Your task
Could you reproduce every one of the records below, line for line, with nothing changed?

Supplied data
************

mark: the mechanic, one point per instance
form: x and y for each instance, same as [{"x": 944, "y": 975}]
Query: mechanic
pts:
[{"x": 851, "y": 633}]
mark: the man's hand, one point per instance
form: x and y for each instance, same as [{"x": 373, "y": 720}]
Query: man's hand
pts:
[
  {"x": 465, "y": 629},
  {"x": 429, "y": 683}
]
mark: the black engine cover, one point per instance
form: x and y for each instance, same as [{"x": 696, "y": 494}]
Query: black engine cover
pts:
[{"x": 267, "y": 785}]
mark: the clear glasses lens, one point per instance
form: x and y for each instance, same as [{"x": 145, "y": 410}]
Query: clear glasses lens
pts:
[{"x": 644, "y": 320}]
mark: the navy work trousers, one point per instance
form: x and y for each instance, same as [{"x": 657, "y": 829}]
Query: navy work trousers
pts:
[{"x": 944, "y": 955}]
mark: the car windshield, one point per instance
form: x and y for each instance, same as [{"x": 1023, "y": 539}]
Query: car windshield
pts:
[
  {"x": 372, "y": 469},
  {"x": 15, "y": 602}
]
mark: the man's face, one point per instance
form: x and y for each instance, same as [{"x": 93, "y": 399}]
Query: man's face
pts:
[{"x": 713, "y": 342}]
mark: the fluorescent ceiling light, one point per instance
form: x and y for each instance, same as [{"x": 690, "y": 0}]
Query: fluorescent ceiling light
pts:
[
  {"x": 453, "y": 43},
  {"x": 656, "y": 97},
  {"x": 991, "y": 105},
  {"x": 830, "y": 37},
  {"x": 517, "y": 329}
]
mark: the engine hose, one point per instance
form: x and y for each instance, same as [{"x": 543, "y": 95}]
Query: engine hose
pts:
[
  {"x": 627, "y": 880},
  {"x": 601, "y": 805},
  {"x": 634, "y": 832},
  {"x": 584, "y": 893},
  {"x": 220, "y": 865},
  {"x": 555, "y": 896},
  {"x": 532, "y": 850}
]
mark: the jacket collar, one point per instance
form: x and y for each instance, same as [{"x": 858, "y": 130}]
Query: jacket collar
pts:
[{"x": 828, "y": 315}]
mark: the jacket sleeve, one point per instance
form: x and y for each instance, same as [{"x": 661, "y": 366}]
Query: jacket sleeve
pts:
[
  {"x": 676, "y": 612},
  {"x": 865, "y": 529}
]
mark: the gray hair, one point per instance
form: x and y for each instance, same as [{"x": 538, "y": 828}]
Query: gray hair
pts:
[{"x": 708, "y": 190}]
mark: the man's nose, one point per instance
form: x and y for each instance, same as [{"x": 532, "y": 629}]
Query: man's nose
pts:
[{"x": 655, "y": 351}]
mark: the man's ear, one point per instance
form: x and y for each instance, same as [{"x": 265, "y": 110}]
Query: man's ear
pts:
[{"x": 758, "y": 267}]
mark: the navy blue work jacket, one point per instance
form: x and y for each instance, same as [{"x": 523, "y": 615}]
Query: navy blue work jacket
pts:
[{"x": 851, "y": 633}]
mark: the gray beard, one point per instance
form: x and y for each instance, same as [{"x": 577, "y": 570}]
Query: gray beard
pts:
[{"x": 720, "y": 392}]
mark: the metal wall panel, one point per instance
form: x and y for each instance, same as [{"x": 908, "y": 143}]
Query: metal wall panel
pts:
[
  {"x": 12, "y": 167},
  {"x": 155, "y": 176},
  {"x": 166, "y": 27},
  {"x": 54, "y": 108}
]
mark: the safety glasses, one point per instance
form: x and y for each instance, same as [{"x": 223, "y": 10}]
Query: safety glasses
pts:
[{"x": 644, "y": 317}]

************

Exercise solution
mark: the mechanic, one point per instance
form: x and y for each instance, same as [{"x": 944, "y": 975}]
Query: mechanic
pts:
[{"x": 851, "y": 633}]
mark: the man's hand, one point per instance
form: x and y for each instance, same as [{"x": 373, "y": 720}]
Query: man's hand
pts:
[
  {"x": 465, "y": 629},
  {"x": 429, "y": 683}
]
mark: the black engine cover, one point per instance
form: x and y for each instance, same as [{"x": 696, "y": 494}]
Query: black engine cover
pts:
[{"x": 267, "y": 785}]
mark: the clear glasses lens, one point per instance
form: x and y for each instance, same as [{"x": 145, "y": 410}]
Query: clear glasses lens
pts:
[{"x": 644, "y": 320}]
mark: the navy work trousers, one point per instance
form: x and y for each instance, same as [{"x": 657, "y": 829}]
Query: navy work trousers
pts:
[{"x": 944, "y": 955}]
mark: the car windshield, one point per instance
form: x and y for each instance, same as [{"x": 1023, "y": 539}]
Query: car windshield
pts:
[
  {"x": 372, "y": 469},
  {"x": 15, "y": 602}
]
mark: the man's face, one point per instance
form: x and y for each instance, same as [{"x": 93, "y": 399}]
Query: man's face
pts:
[{"x": 713, "y": 342}]
mark: the fluorescent ceiling light, one point per instance
form: x and y for each instance, same as [{"x": 690, "y": 0}]
Query: fluorescent ceiling light
pts:
[
  {"x": 453, "y": 43},
  {"x": 656, "y": 97},
  {"x": 991, "y": 105},
  {"x": 830, "y": 37},
  {"x": 517, "y": 329}
]
mark: the engine hose, one point per instance
form: x and y for each instance, same as [{"x": 543, "y": 95}]
Query: engine hose
pts:
[
  {"x": 627, "y": 880},
  {"x": 601, "y": 805},
  {"x": 634, "y": 832},
  {"x": 584, "y": 893},
  {"x": 220, "y": 865},
  {"x": 555, "y": 896},
  {"x": 532, "y": 850}
]
mark: the jacket collar, one point per instance
form: x and y for each instance, same as [{"x": 858, "y": 130}]
Query: jacket collar
pts:
[{"x": 828, "y": 315}]
mark: the jacket sleeve, one point per instance
form: x and y for each instance, same as [{"x": 661, "y": 366}]
Query: jacket sleeve
pts:
[
  {"x": 676, "y": 612},
  {"x": 865, "y": 529}
]
mark: the gray hair, one point per instance
form: x and y for each instance, same as [{"x": 538, "y": 828}]
Query: gray hair
pts:
[{"x": 708, "y": 190}]
mark: the man's nose, one point per instance
form: x and y for each instance, same as [{"x": 532, "y": 629}]
Query: man's nose
pts:
[{"x": 655, "y": 351}]
mark: the man's ear, one point per instance
form: x and y for each instance, same as [{"x": 265, "y": 110}]
Query: man's ear
pts:
[{"x": 758, "y": 267}]
mark: the navy blue work jacket, one point per instance
form: x and y for each instance, same as [{"x": 523, "y": 615}]
Query: navy blue work jacket
pts:
[{"x": 851, "y": 633}]
mark: the gray beard, one point per instance
form: x and y for each instance, same as [{"x": 577, "y": 570}]
Query: gray beard
pts:
[{"x": 720, "y": 392}]
mark: the metal wall panel, one point per instance
form: x and y for each instance, same as [{"x": 908, "y": 143}]
Query: metal wall panel
pts:
[
  {"x": 12, "y": 167},
  {"x": 155, "y": 176},
  {"x": 166, "y": 27},
  {"x": 54, "y": 108}
]
mark: the safety glasses, one point per instance
form: x and y for each instance, same as [{"x": 223, "y": 10}]
Query: safety glasses
pts:
[{"x": 644, "y": 317}]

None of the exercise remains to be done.